■ DESCRIPTION OF THE TASK ■
All of the data below is to be output without alteration.
** Opening EXERCISE DATA block **
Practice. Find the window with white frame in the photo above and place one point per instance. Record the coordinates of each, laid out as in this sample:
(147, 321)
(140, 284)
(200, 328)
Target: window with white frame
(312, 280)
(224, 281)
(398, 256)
** Closing EXERCISE DATA block **
■ TASK RESPONSE ■
Practice. Find the window with white frame in the photo above and place one point per instance. Record the coordinates of each, laid out as in this sample:
(147, 321)
(140, 284)
(200, 328)
Target: window with white frame
(312, 280)
(224, 281)
(398, 256)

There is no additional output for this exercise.